▸ **EXCERPT PROVIDED**
# BMIselect
This package provides five Bayesian MI-LASSO models for Bayesian variable selection on multiply-imputed data. The inference for these five models are based on MCMC chains written in Python. They take multiply-imputed dataset as the input and output posterior samples of each parameter.
Multiple imputation(MI) is one of the major tools to deal with missing data. However, if we conduct variable selection methods on each imputed dataset separately, different sets of important variables may be obtained. It is very hard to decide which variable is important based on these different variable sets. MI-LASSO, proposed in 2013, is one of the most popular solutions to this problem. The MI-LASSO method treats the estimated regression coefficients of the same variable across all imputed datasets as a group and applies the group LASSO penalty to yield a consistent variable selection across multiple-imputed datasets. In this package, we extend MI-LASSO into Bayesian framework. To yield various selection effects, we use totally five different prior distributions as follows:
* Ridge prior (ARD prior)

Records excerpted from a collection
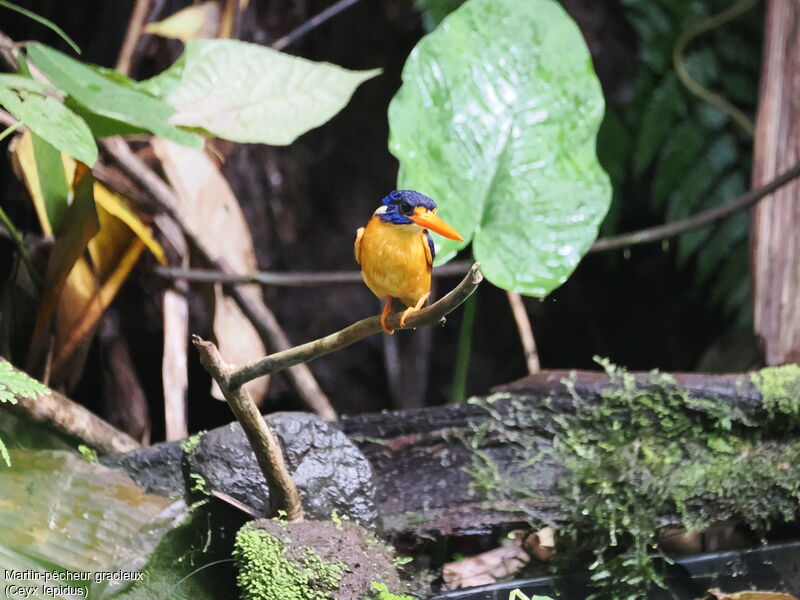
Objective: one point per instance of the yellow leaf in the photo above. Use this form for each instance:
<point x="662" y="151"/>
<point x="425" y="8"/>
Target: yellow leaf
<point x="116" y="206"/>
<point x="196" y="21"/>
<point x="80" y="225"/>
<point x="99" y="301"/>
<point x="39" y="185"/>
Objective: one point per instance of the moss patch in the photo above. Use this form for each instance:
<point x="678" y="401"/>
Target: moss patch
<point x="644" y="456"/>
<point x="189" y="445"/>
<point x="312" y="560"/>
<point x="780" y="391"/>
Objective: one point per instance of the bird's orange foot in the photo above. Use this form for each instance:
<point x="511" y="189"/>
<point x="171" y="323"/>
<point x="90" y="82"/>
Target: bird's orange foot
<point x="387" y="308"/>
<point x="408" y="311"/>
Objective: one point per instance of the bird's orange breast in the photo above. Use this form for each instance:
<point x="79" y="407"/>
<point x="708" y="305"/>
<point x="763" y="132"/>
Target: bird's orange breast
<point x="394" y="261"/>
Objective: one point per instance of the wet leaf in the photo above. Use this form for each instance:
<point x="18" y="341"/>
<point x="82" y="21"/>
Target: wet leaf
<point x="496" y="120"/>
<point x="108" y="99"/>
<point x="248" y="93"/>
<point x="47" y="117"/>
<point x="193" y="22"/>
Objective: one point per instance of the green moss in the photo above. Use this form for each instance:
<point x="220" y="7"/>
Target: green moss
<point x="383" y="593"/>
<point x="199" y="483"/>
<point x="780" y="390"/>
<point x="644" y="456"/>
<point x="266" y="573"/>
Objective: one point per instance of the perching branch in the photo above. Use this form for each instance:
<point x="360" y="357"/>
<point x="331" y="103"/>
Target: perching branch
<point x="355" y="332"/>
<point x="662" y="232"/>
<point x="283" y="493"/>
<point x="282" y="489"/>
<point x="259" y="314"/>
<point x="643" y="236"/>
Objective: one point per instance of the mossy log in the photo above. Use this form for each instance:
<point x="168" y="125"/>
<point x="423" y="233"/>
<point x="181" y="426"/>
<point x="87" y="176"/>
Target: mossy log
<point x="491" y="463"/>
<point x="442" y="469"/>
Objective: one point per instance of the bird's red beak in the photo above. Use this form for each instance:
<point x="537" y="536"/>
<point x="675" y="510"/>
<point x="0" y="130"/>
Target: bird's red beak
<point x="428" y="219"/>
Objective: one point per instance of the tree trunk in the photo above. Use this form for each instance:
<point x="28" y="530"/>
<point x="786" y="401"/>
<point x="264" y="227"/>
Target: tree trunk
<point x="775" y="248"/>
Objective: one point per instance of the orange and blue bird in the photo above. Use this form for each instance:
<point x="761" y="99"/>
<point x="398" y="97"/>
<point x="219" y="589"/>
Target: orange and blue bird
<point x="395" y="250"/>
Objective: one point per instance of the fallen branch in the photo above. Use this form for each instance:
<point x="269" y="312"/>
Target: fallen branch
<point x="75" y="420"/>
<point x="282" y="489"/>
<point x="431" y="315"/>
<point x="525" y="332"/>
<point x="259" y="314"/>
<point x="643" y="236"/>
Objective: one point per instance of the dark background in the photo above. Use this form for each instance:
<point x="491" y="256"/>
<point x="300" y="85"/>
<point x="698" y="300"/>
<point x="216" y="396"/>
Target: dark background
<point x="646" y="308"/>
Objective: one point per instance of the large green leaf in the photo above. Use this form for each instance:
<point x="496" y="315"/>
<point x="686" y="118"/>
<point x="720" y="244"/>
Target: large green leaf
<point x="47" y="117"/>
<point x="107" y="98"/>
<point x="496" y="120"/>
<point x="248" y="93"/>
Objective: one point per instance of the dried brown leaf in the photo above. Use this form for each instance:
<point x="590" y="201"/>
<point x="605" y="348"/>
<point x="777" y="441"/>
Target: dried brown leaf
<point x="213" y="213"/>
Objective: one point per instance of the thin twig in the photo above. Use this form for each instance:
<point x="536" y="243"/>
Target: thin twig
<point x="690" y="82"/>
<point x="662" y="232"/>
<point x="283" y="493"/>
<point x="132" y="35"/>
<point x="292" y="279"/>
<point x="314" y="22"/>
<point x="355" y="332"/>
<point x="525" y="332"/>
<point x="259" y="314"/>
<point x="75" y="420"/>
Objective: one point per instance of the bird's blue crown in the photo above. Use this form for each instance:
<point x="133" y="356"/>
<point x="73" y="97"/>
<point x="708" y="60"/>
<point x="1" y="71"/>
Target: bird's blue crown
<point x="400" y="204"/>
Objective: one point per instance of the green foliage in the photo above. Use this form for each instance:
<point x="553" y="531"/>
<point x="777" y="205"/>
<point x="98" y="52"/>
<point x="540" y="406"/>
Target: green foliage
<point x="385" y="594"/>
<point x="88" y="454"/>
<point x="518" y="595"/>
<point x="105" y="102"/>
<point x="16" y="383"/>
<point x="780" y="391"/>
<point x="248" y="93"/>
<point x="687" y="155"/>
<point x="266" y="573"/>
<point x="199" y="484"/>
<point x="502" y="135"/>
<point x="434" y="11"/>
<point x="642" y="454"/>
<point x="186" y="564"/>
<point x="190" y="444"/>
<point x="640" y="457"/>
<point x="47" y="117"/>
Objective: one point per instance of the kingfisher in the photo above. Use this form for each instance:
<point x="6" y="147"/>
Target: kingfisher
<point x="395" y="250"/>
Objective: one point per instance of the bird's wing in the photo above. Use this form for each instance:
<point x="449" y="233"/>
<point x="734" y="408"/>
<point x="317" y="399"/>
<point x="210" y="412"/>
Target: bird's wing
<point x="430" y="250"/>
<point x="357" y="244"/>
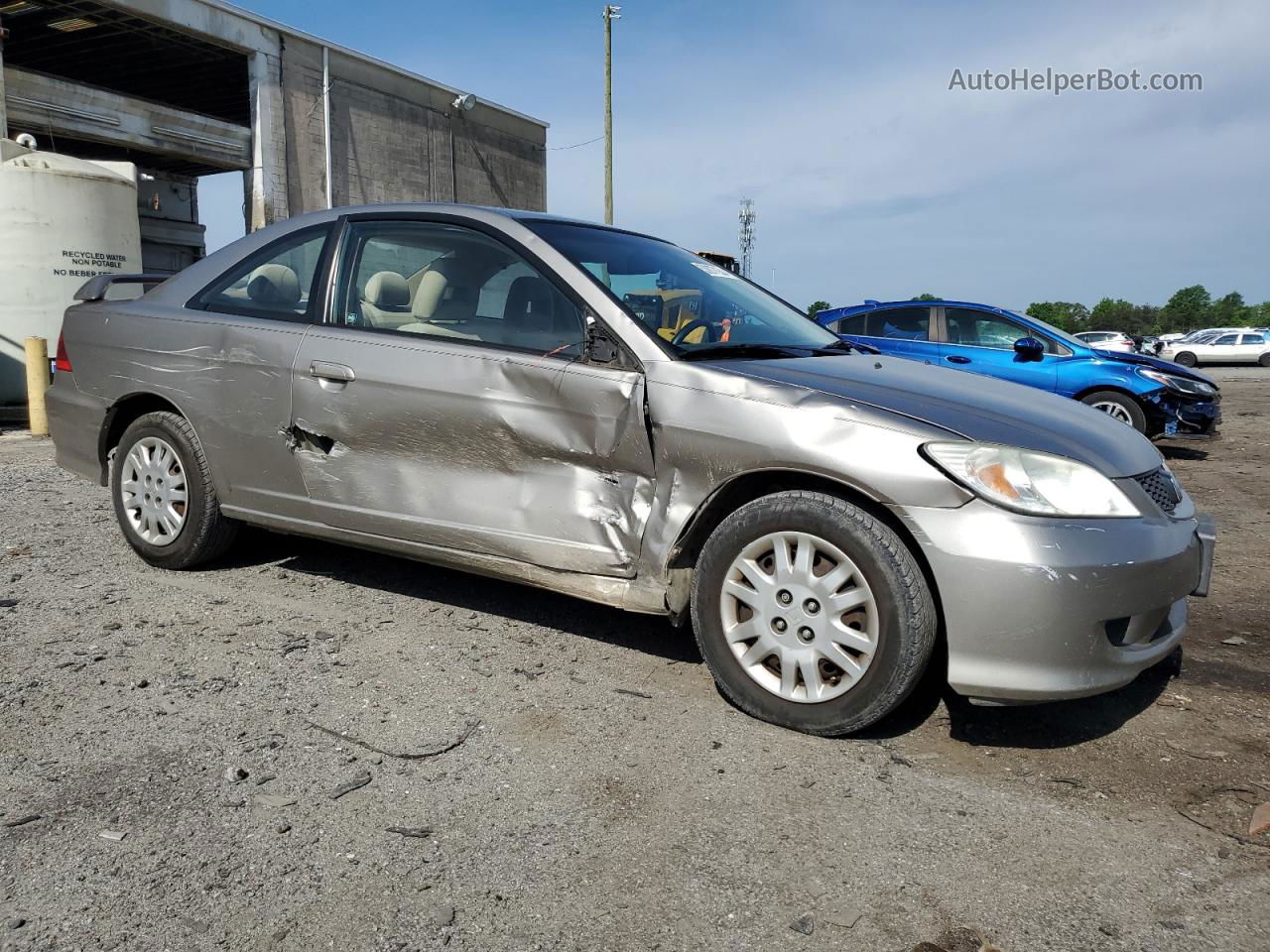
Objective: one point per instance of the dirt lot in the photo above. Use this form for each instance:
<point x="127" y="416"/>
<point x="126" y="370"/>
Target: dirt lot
<point x="606" y="798"/>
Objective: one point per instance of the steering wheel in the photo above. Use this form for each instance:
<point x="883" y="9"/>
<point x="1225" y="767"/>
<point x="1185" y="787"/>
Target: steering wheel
<point x="691" y="326"/>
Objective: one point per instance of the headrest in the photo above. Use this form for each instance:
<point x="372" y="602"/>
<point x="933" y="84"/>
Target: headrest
<point x="273" y="285"/>
<point x="432" y="287"/>
<point x="529" y="304"/>
<point x="388" y="290"/>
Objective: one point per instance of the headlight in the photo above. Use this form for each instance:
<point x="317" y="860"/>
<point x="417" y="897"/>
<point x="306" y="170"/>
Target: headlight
<point x="1032" y="483"/>
<point x="1183" y="385"/>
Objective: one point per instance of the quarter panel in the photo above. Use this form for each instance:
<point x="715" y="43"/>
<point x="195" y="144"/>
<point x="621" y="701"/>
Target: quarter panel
<point x="227" y="376"/>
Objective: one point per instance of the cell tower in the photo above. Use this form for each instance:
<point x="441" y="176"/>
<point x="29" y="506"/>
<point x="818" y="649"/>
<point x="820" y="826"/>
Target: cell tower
<point x="747" y="235"/>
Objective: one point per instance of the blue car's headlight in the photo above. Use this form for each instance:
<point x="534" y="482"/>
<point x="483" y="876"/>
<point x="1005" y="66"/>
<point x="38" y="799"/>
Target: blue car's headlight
<point x="1183" y="385"/>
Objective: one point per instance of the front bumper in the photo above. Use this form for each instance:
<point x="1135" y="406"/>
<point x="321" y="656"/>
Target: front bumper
<point x="1042" y="610"/>
<point x="1173" y="416"/>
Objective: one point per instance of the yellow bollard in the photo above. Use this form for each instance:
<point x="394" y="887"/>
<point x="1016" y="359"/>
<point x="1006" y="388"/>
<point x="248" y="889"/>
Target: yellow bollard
<point x="37" y="382"/>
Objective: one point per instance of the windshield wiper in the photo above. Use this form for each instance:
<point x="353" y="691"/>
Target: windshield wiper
<point x="712" y="352"/>
<point x="844" y="347"/>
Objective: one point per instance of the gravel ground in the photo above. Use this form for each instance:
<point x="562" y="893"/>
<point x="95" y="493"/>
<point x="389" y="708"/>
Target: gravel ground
<point x="176" y="738"/>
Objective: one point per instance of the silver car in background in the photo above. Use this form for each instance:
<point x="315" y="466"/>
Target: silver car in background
<point x="604" y="414"/>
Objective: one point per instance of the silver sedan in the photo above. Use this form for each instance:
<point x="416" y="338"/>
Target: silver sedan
<point x="604" y="414"/>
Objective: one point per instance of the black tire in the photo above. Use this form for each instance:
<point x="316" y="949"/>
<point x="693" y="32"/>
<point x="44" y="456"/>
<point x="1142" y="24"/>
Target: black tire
<point x="1127" y="405"/>
<point x="907" y="621"/>
<point x="204" y="534"/>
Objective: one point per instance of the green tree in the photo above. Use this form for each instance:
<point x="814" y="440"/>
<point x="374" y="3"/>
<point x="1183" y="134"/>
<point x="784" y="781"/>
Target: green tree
<point x="1118" y="313"/>
<point x="1229" y="311"/>
<point x="1187" y="309"/>
<point x="1064" y="315"/>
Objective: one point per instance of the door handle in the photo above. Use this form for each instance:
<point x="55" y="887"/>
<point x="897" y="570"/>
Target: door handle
<point x="325" y="370"/>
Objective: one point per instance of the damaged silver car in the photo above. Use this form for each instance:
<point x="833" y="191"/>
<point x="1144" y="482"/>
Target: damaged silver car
<point x="604" y="414"/>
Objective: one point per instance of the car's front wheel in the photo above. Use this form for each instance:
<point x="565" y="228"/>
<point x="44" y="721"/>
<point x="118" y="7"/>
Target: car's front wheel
<point x="812" y="613"/>
<point x="1118" y="407"/>
<point x="163" y="493"/>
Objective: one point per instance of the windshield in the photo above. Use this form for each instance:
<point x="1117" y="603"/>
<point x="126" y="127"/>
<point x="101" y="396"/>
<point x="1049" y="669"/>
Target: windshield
<point x="683" y="299"/>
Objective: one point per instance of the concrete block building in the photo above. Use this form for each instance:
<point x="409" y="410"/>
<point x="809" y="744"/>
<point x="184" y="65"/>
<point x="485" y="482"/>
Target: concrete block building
<point x="189" y="87"/>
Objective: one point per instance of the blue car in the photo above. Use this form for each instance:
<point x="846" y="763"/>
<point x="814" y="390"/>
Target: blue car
<point x="1156" y="398"/>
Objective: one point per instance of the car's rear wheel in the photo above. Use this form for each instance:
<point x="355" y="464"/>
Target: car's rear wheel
<point x="1118" y="407"/>
<point x="812" y="613"/>
<point x="163" y="493"/>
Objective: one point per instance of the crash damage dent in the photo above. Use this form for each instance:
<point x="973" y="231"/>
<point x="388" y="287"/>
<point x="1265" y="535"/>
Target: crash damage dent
<point x="711" y="426"/>
<point x="1174" y="414"/>
<point x="512" y="457"/>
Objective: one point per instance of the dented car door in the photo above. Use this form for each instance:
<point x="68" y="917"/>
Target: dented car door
<point x="437" y="407"/>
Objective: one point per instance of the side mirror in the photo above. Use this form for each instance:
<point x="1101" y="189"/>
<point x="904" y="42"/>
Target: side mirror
<point x="1029" y="349"/>
<point x="599" y="347"/>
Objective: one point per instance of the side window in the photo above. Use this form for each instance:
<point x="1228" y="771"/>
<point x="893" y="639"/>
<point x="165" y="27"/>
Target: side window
<point x="899" y="324"/>
<point x="970" y="327"/>
<point x="894" y="322"/>
<point x="278" y="282"/>
<point x="441" y="281"/>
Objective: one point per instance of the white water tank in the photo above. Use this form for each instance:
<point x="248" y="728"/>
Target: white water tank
<point x="63" y="221"/>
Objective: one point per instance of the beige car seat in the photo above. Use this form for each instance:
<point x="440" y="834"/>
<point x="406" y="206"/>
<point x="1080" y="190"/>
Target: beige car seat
<point x="275" y="286"/>
<point x="440" y="304"/>
<point x="386" y="301"/>
<point x="532" y="318"/>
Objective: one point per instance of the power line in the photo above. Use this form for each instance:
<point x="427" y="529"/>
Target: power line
<point x="575" y="145"/>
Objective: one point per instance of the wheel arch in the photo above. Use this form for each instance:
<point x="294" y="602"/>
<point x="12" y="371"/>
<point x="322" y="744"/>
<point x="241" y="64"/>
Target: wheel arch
<point x="747" y="486"/>
<point x="1115" y="388"/>
<point x="121" y="416"/>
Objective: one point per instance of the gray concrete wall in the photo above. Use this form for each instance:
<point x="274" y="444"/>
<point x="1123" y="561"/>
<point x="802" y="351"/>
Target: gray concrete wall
<point x="391" y="140"/>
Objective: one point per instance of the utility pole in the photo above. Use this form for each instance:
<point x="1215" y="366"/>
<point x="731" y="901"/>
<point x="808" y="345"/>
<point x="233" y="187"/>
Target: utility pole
<point x="4" y="117"/>
<point x="611" y="13"/>
<point x="747" y="236"/>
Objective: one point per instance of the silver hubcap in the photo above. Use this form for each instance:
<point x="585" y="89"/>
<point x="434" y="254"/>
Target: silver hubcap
<point x="1112" y="411"/>
<point x="799" y="617"/>
<point x="153" y="489"/>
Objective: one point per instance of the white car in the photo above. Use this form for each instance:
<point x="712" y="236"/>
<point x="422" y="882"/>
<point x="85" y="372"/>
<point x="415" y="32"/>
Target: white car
<point x="1246" y="347"/>
<point x="1109" y="340"/>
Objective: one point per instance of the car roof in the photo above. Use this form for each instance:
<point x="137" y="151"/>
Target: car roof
<point x="870" y="304"/>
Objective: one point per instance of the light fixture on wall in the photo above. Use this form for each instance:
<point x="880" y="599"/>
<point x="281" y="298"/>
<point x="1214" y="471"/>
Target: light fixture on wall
<point x="463" y="103"/>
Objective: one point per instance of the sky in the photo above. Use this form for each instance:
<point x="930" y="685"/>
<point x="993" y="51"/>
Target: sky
<point x="871" y="177"/>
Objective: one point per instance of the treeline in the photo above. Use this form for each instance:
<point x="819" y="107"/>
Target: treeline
<point x="1191" y="308"/>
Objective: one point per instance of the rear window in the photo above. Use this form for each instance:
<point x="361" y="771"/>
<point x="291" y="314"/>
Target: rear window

▸ **TASK INSTRUCTIONS**
- A) Answer these questions from the BMIselect description:
(i) How many Bayesian MI-LASSO models does the package provide?
(ii) In what programming language are the MCMC chains written?
(iii) In what year was MI-LASSO proposed?
- B) Transcribe the BMIselect description from "# BMIselect" up to and including "of each parameter.".
The items are not needed for anything here.

▸ **EXERCISE SOLUTIONS**
- A)
(i) Five
(ii) Python
(iii) 2013

- B)
# BMIselect
This package provides five Bayesian MI-LASSO models for Bayesian variable selection on multiply-imputed data. The inference for these five models are based on MCMC chains written in Python. They take multiply-imputed dataset as the input and output posterior samples of each parameter.